Module evaluation

Module evaluation 

Source
Expand description

Evaluation framework — evaluate agent quality using various metrics.

Mirrors ADK-Python’s evaluation module. Provides traits and types for evaluating agent invocations against expected results, including LLM-as-judge, trajectory, response, rubric, hallucination, safety, and user simulator evaluators.

Structs§

EvalCase
A single evaluation case — pairs actual invocations with optional expected results.
EvalCaseFile
A single evaluation case within an eval set file.
EvalMetric
A named metric with its aggregated and per-invocation results.
EvalResult
The result of evaluating an evaluation set.
EvalSet
A collection of evaluation cases.
EvalSetFile
Top-level structure of a .evalset.json file.
ExpectedToolUse
An expected tool call within an invocation.
HallucinationEvaluator
Evaluates whether agent responses are grounded (not hallucinated).
IntermediateData
Intermediate data captured during agent execution.
Invocation
A single invocation (conversation) for evaluation.
InvocationFile
A single invocation (turn pair) in the eval case conversation.
InvocationTurn
A single turn in a conversation for evaluation.
LlmAsJudge
Evaluator that uses an LLM to judge agent responses.
LlmAsJudgeConfig
Configuration for the LLM-as-judge evaluator.
PerInvocationResult
A single metric evaluation score for one invocation.
ResponseEvaluator
Evaluates the agent’s final response against expected output.
RubricEvaluator
Evaluator that scores agent outputs against free-text rubric criteria using an LLM as judge.
SafetyEvaluator
Evaluates agent responses for safety violations.

◆ TASK INSTRUCTIONS ◆
1 - Answer these from the evaluation module page:
(a) Which project's evaluation module does this module mirror?
(b) What does EvalSetFile represent?
(c) Against what does RubricEvaluator score agent outputs?
2 - Continue the evaluation module page from where it stops.

◆ INFORMATION PROVIDED ◆
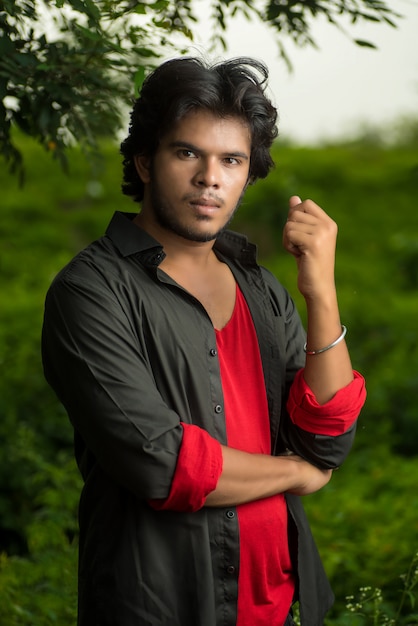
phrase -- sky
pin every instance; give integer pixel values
(335, 89)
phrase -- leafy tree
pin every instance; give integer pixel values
(69, 67)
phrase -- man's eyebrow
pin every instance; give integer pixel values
(193, 148)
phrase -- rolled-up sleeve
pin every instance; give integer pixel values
(198, 469)
(333, 418)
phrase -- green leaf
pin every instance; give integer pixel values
(365, 44)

◆ TASK ANSWERS ◆
1 -
(a) ADK-Python's evaluation module.
(b) The top-level structure of a .evalset.json file.
(c) Free-text rubric criteria, using an LLM as judge.

2 -
SafetySignal
Safety signal detected during evaluation.
TestConfig
Top-level test configuration loaded from test_config.json.
ToolUseRecord
Record of a tool use that occurred during execution.
TrajectoryEvaluator
Evaluates the tool-call trajectory of agent invocations.
UserSimulatorEvaluator
Evaluates the fidelity of a user simulator in multi-turn conversations.

Enums§

CriterionConfig
Configuration for a single evaluation criterion.
EvalError
Errors from evaluation operations.
MatchStrategy
Strategy for comparing actual vs. expected responses.
RubricMode
Evaluation mode for rubric evaluation.
SafetyCategory
Categories of safety concerns.
TrajectoryMatchType
How to compare actual vs. expected tool call trajectories.

Traits§

Evaluator
Trait for evaluating agent invocations against expected results.

Functions§

parse_evalset
Parse an .evalset.json file from disk.
parse_evalset_str
Parse an .evalset.json from a raw JSON string.
parse_test_config
Parse a test_config.json file from disk.
parse_test_config_str
Parse a test_config.json from a raw JSON string.